Excerpted passage →

JOHN BROWNE, chief executive of BP, now has big stakes in two important gasoline markets - California (Arco) and the US Midwest (Amoco). Browne would no doubt love to dethrone Exxon's Lee Raymond as the industry's most capable chief executive. Even in dismal 1998 Exxon managed to return an estimated 13 per cent on capital, leagues ahead of BP Amoco's 9 per cent. Raymond isn't yet grappling with Mobil. By the time he does, Browne will be well under way with his consolidation plan. One of the advantages of buying Arco is that Browne will be better able to keep ambitious executives challenged. "When John presented the pros and cons," says a BP Amoco board member, "one of the pros was, `We may have a surfeit of talent. Is there a risk that the talent will walk?' This solved the issue."

- Toni Mack


A historical perspective on the Goldman Sachs flotation comes from the 1929 Wall Street crash

WE HAVE reservations about the Goldman Sachs flotation. Perhaps our sense that Goldman Sachs' cashing out is a sell signal also springs from history. For one of the famous bits of Wall Street folklore concerns the fate of a trust launched by Goldman before the 1929 Crash. Bob Hoye sent us an excerpt from the 1932 Senate hearing on the Crash.

Senator Couzens: Did Goldman Sachs organise the Goldman Sachs Trading Corp?

Work item →
Summarize the excerpted passage in two sentences.

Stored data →
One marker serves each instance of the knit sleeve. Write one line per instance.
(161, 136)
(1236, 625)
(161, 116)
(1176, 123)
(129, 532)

* * *

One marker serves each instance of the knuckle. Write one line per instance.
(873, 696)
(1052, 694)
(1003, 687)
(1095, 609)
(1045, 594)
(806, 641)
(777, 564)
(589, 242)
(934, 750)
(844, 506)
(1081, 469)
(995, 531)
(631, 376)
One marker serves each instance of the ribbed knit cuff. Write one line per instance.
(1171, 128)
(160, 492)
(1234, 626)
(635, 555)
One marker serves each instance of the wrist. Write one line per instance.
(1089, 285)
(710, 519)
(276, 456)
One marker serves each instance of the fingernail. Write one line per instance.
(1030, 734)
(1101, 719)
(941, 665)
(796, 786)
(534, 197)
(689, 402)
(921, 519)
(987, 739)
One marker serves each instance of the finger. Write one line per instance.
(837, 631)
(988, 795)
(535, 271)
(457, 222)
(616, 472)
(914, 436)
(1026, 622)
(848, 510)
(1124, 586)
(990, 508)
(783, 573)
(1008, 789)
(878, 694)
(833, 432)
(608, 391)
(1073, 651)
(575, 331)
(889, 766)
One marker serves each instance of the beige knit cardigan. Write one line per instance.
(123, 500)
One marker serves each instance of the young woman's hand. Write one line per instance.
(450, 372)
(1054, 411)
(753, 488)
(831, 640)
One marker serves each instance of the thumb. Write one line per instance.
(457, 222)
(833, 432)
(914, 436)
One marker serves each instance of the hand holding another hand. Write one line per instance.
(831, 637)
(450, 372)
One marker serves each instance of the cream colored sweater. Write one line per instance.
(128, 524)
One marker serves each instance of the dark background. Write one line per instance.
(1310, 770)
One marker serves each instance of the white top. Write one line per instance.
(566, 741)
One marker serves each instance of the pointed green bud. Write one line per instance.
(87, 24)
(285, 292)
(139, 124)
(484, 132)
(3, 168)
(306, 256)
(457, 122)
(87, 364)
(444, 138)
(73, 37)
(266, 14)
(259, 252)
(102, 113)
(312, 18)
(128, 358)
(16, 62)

==

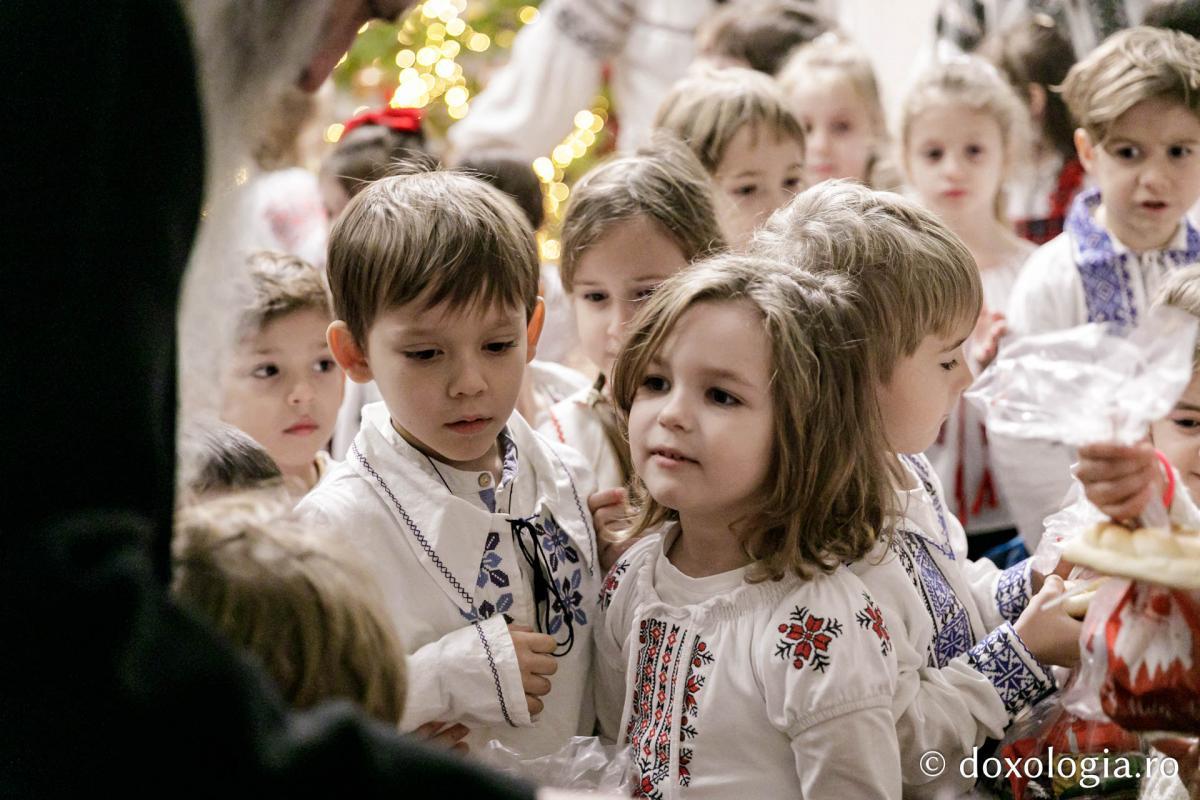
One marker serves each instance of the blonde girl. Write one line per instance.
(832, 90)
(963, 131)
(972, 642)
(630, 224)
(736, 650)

Response to the exercise →
BP chief executive John Browne now holds big stakes in the California and US Midwest gasoline markets, but in 1998 Exxon returned an estimated 13 percent on capital against BP Amoco's 9 percent, and buying Arco will help Browne keep ambitious executives challenged. A second item expresses reservations about the Goldman Sachs flotation and recalls a trust Goldman launched before the 1929 Crash, drawing on an excerpt from the 1932 Senate hearing on the Crash.